**EXERCISE DIRECTIONS**
Using the data below, gather each line that includes the word "jacket".

(Stored data entries)
################

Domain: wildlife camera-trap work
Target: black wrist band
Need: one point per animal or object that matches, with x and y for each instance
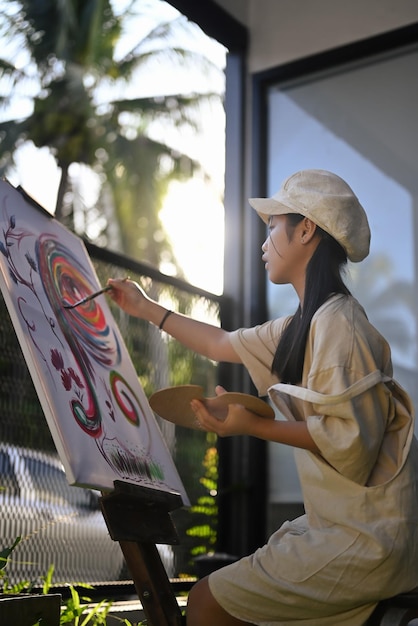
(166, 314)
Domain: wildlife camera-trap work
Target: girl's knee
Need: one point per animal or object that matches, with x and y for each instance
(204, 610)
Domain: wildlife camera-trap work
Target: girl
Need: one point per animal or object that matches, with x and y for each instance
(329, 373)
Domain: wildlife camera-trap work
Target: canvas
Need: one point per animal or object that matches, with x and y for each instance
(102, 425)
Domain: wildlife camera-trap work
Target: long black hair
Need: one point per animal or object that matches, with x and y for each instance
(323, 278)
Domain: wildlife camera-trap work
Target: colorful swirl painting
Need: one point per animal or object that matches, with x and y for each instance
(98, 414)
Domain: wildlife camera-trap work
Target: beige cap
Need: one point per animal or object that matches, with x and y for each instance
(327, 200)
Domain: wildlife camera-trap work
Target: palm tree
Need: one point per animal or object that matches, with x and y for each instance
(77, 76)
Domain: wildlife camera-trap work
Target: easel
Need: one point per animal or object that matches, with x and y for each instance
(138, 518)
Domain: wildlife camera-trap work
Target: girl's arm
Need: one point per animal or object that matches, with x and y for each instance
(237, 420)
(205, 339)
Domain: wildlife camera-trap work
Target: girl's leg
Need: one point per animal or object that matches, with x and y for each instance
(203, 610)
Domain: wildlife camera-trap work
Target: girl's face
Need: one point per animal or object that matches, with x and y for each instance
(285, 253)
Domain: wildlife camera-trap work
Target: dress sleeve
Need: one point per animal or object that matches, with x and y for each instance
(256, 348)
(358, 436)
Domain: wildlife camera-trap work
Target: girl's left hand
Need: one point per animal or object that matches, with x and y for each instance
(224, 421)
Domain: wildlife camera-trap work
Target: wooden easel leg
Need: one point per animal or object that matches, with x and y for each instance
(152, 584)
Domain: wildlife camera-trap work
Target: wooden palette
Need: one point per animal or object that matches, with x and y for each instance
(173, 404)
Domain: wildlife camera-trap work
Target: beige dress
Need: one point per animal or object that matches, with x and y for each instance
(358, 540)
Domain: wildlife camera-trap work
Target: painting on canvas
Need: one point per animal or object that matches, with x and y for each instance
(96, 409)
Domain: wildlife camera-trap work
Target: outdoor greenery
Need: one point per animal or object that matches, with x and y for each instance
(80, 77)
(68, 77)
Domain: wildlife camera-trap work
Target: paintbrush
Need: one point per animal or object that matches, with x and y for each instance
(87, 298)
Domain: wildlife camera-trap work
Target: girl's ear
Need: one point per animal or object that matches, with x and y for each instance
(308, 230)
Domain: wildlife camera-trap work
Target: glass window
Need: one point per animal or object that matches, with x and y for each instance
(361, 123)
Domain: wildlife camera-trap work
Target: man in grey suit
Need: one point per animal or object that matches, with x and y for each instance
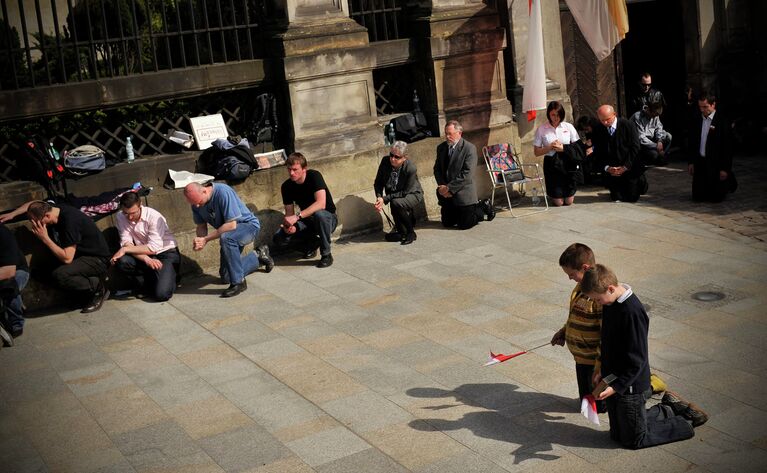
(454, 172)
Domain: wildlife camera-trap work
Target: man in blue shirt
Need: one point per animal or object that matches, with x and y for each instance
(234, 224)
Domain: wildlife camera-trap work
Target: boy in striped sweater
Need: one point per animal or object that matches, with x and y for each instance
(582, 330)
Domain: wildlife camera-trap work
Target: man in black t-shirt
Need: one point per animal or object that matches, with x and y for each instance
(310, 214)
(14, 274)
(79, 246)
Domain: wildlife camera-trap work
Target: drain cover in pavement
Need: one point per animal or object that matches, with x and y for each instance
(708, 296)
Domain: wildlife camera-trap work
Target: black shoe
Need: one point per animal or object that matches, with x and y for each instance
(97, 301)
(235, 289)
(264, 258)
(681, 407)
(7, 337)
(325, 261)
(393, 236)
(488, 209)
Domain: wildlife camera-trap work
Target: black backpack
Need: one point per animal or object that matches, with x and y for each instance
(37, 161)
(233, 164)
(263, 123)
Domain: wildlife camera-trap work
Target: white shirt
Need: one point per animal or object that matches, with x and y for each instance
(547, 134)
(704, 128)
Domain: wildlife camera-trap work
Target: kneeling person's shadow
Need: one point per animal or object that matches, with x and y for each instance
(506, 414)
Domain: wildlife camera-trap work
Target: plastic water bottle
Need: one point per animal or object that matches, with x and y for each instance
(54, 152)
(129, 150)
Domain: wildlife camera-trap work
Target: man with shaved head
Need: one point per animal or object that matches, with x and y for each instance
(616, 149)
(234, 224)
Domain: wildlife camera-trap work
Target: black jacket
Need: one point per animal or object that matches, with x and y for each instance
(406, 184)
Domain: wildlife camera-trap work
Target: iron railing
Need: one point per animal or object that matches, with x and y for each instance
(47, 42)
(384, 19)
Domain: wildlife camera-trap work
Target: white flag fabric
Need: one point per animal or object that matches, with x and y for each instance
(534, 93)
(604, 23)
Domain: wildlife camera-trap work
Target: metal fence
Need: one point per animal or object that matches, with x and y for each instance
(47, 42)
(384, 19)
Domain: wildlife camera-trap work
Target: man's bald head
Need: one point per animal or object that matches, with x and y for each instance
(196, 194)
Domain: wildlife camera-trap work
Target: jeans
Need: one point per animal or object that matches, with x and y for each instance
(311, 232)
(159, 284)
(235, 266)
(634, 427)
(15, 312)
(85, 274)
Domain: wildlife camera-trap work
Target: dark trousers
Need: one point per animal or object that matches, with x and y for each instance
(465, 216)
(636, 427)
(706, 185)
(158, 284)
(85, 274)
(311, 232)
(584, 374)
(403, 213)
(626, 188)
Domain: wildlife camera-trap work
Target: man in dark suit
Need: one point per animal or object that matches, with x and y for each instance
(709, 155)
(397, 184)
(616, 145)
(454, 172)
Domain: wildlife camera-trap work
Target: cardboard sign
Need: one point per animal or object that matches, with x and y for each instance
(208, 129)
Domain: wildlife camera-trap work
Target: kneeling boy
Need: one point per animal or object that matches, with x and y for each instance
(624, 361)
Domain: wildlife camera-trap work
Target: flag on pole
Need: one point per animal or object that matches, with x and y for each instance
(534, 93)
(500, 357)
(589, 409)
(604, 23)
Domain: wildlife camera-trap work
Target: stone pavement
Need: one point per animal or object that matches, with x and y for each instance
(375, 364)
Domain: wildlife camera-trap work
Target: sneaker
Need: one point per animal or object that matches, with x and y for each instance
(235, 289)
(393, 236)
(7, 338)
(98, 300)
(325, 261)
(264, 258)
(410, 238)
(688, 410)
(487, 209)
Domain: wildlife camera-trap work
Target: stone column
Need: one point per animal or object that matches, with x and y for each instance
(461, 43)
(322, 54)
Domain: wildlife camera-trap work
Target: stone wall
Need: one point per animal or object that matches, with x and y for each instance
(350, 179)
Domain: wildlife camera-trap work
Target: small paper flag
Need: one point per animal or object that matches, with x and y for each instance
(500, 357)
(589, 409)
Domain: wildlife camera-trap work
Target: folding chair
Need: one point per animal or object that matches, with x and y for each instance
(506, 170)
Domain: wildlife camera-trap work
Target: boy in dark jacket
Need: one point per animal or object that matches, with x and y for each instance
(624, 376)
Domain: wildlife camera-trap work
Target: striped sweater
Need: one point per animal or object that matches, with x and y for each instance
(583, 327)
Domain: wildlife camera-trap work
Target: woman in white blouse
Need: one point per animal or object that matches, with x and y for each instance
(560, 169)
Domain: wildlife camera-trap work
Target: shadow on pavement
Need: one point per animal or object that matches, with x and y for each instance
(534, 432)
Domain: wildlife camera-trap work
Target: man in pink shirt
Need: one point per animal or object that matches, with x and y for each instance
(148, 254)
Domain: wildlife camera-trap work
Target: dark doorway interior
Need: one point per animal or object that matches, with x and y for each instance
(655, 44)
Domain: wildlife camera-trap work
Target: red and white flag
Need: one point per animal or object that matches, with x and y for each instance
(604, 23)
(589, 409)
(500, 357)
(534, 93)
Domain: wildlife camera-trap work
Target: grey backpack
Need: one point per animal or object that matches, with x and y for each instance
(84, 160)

################

**RESULT OF THIS TASK**
Target: black jacket
Target: boy in dark jacket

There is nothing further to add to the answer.